## Exercise description
Present every line of the data below as a JSON list of strings, one string per line, omitting blank lines.

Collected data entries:
--- start ---

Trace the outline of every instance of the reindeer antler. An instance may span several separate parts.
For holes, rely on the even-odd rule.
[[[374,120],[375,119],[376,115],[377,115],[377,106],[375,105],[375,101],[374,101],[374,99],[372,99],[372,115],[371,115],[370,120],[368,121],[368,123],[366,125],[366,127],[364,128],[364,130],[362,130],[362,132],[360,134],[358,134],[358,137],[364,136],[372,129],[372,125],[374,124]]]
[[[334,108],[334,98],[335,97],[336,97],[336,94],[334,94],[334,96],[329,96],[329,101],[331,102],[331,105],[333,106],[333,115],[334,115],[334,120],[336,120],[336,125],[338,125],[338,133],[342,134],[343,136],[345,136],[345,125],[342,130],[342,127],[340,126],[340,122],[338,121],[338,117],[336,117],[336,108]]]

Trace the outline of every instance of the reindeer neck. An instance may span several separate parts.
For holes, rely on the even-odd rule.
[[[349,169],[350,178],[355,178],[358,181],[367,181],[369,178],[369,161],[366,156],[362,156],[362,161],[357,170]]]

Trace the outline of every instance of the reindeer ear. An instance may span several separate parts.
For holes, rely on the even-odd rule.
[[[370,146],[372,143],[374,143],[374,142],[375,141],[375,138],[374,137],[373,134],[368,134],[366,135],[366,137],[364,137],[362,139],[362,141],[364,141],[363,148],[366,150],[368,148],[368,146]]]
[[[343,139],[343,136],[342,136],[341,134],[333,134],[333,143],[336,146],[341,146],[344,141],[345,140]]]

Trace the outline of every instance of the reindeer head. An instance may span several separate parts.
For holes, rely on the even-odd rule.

--- end ---

## Written response
[
  "Trace the outline of every instance of the reindeer antler. An instance may span several separate parts.",
  "For holes, rely on the even-odd rule.",
  "[[[374,120],[375,119],[376,115],[377,115],[377,106],[375,105],[375,101],[374,101],[374,99],[372,99],[372,115],[371,115],[370,120],[368,121],[368,123],[366,125],[366,127],[364,128],[364,130],[362,130],[362,132],[360,134],[358,134],[358,137],[364,136],[372,129],[372,125],[374,124]]]",
  "[[[334,108],[334,98],[335,97],[336,97],[336,94],[334,94],[334,96],[329,96],[329,101],[331,102],[331,105],[333,106],[333,115],[334,115],[334,120],[336,120],[336,125],[338,125],[338,133],[342,134],[343,136],[345,136],[345,125],[342,130],[342,127],[340,126],[340,122],[338,121],[338,117],[336,117],[336,108]]]",
  "Trace the outline of every instance of the reindeer neck. An instance may span several separate parts.",
  "For holes, rely on the even-odd rule.",
  "[[[349,169],[350,178],[355,178],[358,181],[367,181],[369,178],[369,161],[366,156],[362,156],[362,161],[357,170]]]",
  "Trace the outline of every instance of the reindeer ear. An instance may span several separate parts.",
  "For holes, rely on the even-odd rule.",
  "[[[370,146],[372,143],[374,143],[374,142],[375,141],[375,138],[374,137],[373,134],[368,134],[366,135],[366,137],[364,137],[362,139],[362,141],[364,141],[363,148],[366,150],[368,148],[368,146]]]",
  "[[[343,139],[343,136],[342,136],[341,134],[333,134],[333,143],[336,146],[341,146],[344,141],[345,140]]]",
  "Trace the outline of every instance of the reindeer head. An instance may span several separate parts.",
  "For holes, rely on the even-odd rule."
]